▶ [Document excerpt]

# Macbook Pro fan runs very loud even when doing nothing.



## BrooklynAngel (Dec 24, 2020)

Hi, I have a new macbook pro, and I upgraded to the new OBS 26.1 to run a test stream and noticed that fans ran so high even after only 2 minutes. So I downgraded back to OBS 26.0.2. Did another test stream and encountered the same issues. I haven't upgraded to Big Sur yet, I'm using Catalina 10.15.7.

I have a 
MacBook Pro (16-inch, 2019) 
Processor 2.4 GHz 8-Core Intel Core i9 
Memory 64 GB 2667 MHz DDR4 
Graphics AMD Radeon Pro 5500M 4 GB 
Intel UHD Graphics 630 1536 MB 

So it's definitely a high spec mac. 
Not sure why the fans are running so high and loud. Especially after only 2 minutes. Checked activity monitor which was at 150% CPU for most of the test stream, when I tried playing a video or display capture and even tested windows capture, it spiked up to 210% CPU.

▶ [Extracted entries]

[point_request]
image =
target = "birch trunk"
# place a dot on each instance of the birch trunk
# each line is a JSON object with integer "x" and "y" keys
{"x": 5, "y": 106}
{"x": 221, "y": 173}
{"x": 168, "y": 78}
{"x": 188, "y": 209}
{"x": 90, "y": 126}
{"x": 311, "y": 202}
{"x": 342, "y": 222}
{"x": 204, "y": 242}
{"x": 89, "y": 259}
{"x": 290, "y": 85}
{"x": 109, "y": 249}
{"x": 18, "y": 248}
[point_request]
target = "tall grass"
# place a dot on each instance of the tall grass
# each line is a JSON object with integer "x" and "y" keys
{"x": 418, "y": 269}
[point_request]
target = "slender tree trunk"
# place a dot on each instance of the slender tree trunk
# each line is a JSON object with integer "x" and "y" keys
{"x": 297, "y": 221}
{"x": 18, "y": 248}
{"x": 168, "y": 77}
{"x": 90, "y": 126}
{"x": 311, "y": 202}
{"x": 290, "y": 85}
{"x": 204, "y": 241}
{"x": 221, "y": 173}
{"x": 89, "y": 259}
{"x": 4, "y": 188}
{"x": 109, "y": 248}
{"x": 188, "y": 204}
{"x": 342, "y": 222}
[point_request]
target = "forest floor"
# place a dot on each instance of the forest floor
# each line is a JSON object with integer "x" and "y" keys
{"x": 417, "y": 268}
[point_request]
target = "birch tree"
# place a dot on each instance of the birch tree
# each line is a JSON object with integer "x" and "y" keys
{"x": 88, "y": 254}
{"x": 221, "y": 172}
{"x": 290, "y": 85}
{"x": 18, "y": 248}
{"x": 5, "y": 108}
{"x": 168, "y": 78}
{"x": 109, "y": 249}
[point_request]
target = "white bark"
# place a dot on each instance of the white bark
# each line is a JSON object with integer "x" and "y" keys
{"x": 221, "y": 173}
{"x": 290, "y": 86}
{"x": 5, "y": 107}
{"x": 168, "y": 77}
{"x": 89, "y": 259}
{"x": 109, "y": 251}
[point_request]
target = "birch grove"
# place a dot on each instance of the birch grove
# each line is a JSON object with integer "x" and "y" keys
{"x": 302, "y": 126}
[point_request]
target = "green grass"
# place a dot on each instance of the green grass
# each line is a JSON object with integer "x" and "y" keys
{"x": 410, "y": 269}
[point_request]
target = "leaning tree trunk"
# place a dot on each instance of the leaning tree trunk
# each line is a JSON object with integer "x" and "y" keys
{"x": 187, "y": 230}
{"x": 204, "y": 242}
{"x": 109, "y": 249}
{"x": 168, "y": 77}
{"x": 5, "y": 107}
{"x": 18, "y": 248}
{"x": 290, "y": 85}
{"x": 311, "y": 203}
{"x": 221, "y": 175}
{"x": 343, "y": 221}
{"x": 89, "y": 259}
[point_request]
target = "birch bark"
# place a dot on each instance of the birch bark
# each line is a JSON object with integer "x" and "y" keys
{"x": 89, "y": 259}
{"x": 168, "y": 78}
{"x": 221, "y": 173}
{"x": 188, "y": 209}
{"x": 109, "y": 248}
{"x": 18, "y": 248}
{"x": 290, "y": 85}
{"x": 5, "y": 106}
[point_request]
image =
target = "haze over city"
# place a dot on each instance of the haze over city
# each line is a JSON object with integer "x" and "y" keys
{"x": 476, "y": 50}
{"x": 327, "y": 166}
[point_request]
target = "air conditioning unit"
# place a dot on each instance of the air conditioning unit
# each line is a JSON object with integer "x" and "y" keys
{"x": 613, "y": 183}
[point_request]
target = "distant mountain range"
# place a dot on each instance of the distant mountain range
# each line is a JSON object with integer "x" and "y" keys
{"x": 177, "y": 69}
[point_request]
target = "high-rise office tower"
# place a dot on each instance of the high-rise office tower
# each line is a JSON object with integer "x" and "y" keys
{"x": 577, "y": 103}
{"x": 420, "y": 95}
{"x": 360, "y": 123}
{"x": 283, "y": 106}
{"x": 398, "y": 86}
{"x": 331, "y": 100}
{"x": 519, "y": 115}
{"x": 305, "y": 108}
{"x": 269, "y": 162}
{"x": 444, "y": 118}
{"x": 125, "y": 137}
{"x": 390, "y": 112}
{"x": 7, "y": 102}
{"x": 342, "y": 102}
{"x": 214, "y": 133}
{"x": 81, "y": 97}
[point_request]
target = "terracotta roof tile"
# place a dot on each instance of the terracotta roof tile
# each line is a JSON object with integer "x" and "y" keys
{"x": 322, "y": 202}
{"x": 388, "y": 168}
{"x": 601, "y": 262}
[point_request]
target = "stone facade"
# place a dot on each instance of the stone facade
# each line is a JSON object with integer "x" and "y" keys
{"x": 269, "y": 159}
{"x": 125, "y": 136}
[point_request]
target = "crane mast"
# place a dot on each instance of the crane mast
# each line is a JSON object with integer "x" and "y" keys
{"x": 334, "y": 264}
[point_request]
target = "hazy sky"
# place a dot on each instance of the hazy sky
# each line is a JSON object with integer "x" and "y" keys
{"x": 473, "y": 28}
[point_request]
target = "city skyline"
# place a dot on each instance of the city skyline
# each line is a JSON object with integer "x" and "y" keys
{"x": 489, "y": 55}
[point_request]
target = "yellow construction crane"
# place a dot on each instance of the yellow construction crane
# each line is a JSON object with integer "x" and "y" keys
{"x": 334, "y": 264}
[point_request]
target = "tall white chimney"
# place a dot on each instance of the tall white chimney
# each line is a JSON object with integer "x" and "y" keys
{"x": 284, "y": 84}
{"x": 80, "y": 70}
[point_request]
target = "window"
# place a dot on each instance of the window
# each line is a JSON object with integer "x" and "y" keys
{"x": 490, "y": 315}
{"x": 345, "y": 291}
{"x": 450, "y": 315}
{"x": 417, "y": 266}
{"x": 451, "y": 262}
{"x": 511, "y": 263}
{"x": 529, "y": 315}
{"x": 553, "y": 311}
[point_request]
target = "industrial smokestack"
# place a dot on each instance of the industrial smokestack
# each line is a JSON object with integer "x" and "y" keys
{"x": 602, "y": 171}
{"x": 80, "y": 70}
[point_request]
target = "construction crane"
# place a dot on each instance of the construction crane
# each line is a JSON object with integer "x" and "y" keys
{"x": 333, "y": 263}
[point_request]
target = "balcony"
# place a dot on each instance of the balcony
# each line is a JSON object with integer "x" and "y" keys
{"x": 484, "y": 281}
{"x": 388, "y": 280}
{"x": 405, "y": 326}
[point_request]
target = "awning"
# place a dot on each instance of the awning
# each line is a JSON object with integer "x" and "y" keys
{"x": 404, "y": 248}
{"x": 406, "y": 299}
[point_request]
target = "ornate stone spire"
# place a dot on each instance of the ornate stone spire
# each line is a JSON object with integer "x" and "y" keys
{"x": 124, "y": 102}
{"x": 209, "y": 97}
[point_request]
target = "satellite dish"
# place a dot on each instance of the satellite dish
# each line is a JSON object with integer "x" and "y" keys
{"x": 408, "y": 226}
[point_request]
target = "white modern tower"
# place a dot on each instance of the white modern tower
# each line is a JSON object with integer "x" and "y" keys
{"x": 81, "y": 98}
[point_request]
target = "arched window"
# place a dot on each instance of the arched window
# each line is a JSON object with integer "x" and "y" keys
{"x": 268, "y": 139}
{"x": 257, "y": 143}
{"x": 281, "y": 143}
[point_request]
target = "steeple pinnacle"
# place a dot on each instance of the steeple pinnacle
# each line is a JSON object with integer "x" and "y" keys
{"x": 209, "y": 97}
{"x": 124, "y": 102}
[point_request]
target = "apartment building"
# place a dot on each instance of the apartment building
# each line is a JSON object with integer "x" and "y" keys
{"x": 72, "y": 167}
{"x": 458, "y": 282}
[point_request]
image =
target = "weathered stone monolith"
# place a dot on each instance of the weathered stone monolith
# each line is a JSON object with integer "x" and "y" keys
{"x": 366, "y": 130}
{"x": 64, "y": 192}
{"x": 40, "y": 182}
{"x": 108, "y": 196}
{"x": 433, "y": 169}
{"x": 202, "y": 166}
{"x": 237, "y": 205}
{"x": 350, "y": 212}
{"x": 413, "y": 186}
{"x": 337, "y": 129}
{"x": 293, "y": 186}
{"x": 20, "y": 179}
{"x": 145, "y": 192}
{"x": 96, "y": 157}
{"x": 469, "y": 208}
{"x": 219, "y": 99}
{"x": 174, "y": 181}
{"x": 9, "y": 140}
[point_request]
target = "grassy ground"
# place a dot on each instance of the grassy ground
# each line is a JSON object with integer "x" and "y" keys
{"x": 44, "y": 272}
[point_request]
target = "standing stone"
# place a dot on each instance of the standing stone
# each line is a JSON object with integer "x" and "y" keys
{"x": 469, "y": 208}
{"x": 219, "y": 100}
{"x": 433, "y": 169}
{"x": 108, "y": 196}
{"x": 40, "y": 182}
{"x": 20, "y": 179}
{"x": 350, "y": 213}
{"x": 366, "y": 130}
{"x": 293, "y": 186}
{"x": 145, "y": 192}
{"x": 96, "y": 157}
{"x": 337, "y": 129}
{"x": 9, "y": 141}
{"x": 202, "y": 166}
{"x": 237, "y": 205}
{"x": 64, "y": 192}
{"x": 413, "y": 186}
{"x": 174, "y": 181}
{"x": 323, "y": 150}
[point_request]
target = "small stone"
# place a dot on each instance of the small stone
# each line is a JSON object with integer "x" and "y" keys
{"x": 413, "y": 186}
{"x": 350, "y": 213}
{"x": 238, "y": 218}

▶ [Exercise goal] Extend the MacBook Pro fan thread, starting right after its last sentence.

▶ [Answer to this task]
The fan is too loud to work with.


----------



## thomaslfessler (Dec 24, 2020)

What's going on with GPU utilization?   Command-4 in Activity Monitor.   OBS performance seems to be directly tied to the size of the Rendered Image that's displayed on the screen.     The fans also cool the GPU and if it's being excessively used, it's going to quickly heat up in the cramped MacBook Pro case.   

This post on the OBS Mac Forum has more info on the subject and how to reduce GPU usage:  https://obsproject.com/forum/thread...-excessive-gpu-utilization.136030/post-499658


----------



## BrooklynAngel (Dec 25, 2020)

So how would I stop the fans from going crazy?


----------



## thomaslfessler (Dec 25, 2020)

BrooklynAngel said:


> So how would I stop the fans from going crazy?



Hmmm - some thoughts..

Open Activity Monitor Press Commnd-1 and Command-4.
Look at what's chewing up all of your CPU cores.   200% CPU utilization is nothing with the processor you have. 
Disable HiDPI resolution on the display you are using and see if that helps to reduce GPU utilization.
Make sure you are not running any other apps in the background.
Grab an app like MacsFanControl and increase the baseline fan speeds on you Macbook Pro to a tollerable range, that prevents the CPU/GPU temps from getting TOO hot and going into Full-Blast mode


----------



## BrooklynAngel (Dec 25, 2020)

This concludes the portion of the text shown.